• **Task requirements**: Each entry is to be transcribed exactly, with nothing added or dropped.

• **Provided information**:
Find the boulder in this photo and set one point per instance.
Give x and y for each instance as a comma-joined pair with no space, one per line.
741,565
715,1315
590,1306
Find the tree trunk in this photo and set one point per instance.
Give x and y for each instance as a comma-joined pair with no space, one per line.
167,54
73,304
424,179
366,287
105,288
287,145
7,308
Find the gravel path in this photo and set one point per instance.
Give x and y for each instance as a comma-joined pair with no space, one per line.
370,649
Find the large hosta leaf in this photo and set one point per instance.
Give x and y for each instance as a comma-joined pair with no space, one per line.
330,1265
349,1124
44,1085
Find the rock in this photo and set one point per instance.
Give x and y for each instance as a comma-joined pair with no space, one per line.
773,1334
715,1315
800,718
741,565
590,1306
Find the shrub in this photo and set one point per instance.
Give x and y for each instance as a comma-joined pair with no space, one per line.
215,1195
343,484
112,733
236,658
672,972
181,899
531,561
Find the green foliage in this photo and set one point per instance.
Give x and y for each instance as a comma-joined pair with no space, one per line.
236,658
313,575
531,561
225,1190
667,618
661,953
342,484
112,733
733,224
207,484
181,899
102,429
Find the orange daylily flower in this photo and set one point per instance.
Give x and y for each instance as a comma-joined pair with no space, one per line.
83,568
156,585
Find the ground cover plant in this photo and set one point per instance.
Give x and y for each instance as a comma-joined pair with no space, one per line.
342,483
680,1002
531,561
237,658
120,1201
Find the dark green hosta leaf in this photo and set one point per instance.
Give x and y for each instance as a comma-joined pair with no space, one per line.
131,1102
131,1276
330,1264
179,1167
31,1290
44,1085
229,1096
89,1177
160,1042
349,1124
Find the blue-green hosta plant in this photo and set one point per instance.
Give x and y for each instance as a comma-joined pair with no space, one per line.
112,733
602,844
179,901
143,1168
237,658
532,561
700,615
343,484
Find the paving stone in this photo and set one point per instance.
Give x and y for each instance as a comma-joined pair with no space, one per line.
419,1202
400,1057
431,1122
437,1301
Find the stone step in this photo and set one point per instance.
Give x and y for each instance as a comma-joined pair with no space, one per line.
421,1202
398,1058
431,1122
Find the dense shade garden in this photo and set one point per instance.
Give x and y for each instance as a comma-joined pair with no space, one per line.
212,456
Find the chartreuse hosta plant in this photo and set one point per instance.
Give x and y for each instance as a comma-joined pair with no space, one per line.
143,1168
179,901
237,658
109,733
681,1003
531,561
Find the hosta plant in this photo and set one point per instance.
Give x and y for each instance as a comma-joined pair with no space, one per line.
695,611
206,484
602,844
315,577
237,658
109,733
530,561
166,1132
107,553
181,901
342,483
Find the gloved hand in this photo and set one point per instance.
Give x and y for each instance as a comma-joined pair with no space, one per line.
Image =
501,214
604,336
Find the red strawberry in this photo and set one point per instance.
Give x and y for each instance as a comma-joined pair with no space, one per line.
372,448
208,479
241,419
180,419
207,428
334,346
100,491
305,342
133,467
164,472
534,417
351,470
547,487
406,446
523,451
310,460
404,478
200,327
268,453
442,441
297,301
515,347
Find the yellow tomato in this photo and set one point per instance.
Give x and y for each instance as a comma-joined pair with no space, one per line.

• **Written answer**:
Find the boulder in this photo and set one point per instance.
Give x and y for each instance as a comma-joined pair with no space, one per line.
741,565
715,1315
590,1306
Find the tree trunk in this photo and set one point per instance.
Give x and y for each instance as a comma-joined pair with no space, one per line.
167,54
73,304
424,179
366,287
105,288
287,145
7,308
Find the gravel path in this photo and set one point per instance.
Give x and y for each instance as a comma-joined pair with no space, one per line.
370,649
Find the large hosta leaf in this photo and set one point per instance.
Give x and y for each instance as a comma-joined pair with no space, one per line.
330,1265
349,1124
44,1085
Find the rock in this photo and set one point per instance.
Give x and y for each instance as a comma-joined pair with no space, one per line.
773,1334
715,1315
800,718
741,565
590,1306
Find the shrub in this photo and set one point per instance.
Give x and y for each instance as a comma-joined pair with no space, one per line.
215,1195
343,484
112,733
236,658
672,972
181,899
531,561
Find the green foliage in this photo and set one point per instance.
Give x and y for each instance as a comma-joined pair with no space, one per line.
236,658
313,575
531,561
225,1190
667,618
661,953
342,484
112,733
733,224
207,484
181,899
102,429
Find the orange daylily flower in this photo and set one point per instance.
Give x and y for each instance as a comma-joined pair with no space, one per line.
83,568
156,585
Find the ground cover plant in this photo and set one point per instance.
Give x and y for each instance as a comma-joined pair with no space, one per line.
342,483
680,1002
531,561
237,658
120,1201
Find the dark green hosta leaf in this photo and set one point per instance.
Give x and y for each instance as a comma-joined pair with no space, one per line.
131,1102
131,1276
330,1264
179,1167
31,1290
44,1085
229,1096
89,1177
160,1042
349,1124
Find the blue-green hosta plant in this photo and set one point per instance.
Give x and y for each instance as a comma-joined pair with no space, one per line.
112,733
602,844
179,901
143,1168
237,658
532,561
700,615
343,484
Find the paving stone in this photo and set one point per instance.
Give x and y for each instance as a comma-joined pair with no space, one per line.
419,1202
400,1057
431,1122
437,1301
Find the stone step in this photo and set one point per instance.
Give x and y for each instance as a comma-joined pair with no space, one per line.
421,1202
398,1058
431,1122
Find the dense shade garden in this photo and set one point per instance.
Give x and y for each instance as a comma-joined pair with no space, one per line.
212,456
Find the chartreuse hosta plant in this photo and set one point per instance.
Give x and y for each instance as a comma-joined pair with no space, one per line.
143,1168
179,901
237,658
109,733
681,1003
531,561
Find the hosta plant in this photo and set one point per instance.
Give x and y for each instance as a comma-joined pair with no space, one per line.
695,611
206,484
602,844
315,577
237,658
109,733
530,561
166,1132
107,553
181,901
342,483
Find the gloved hand in this photo and set one point per instance.
Give x and y for each instance as a comma-joined pair with no space, one per line.
Image =
501,214
604,336
Find the red strawberry in this photo and set one point per instance.
Give x and y for each instance as a comma-joined pair with no space, one per line.
372,448
208,479
241,419
180,419
207,428
334,346
100,491
305,342
133,467
164,472
534,417
351,470
547,487
406,446
523,451
310,460
404,478
200,327
268,453
442,441
297,301
515,347
Find the yellow tomato in this photo and set one point per instance.
Give x and y for each instance as a comma-joined pair with no space, one per line.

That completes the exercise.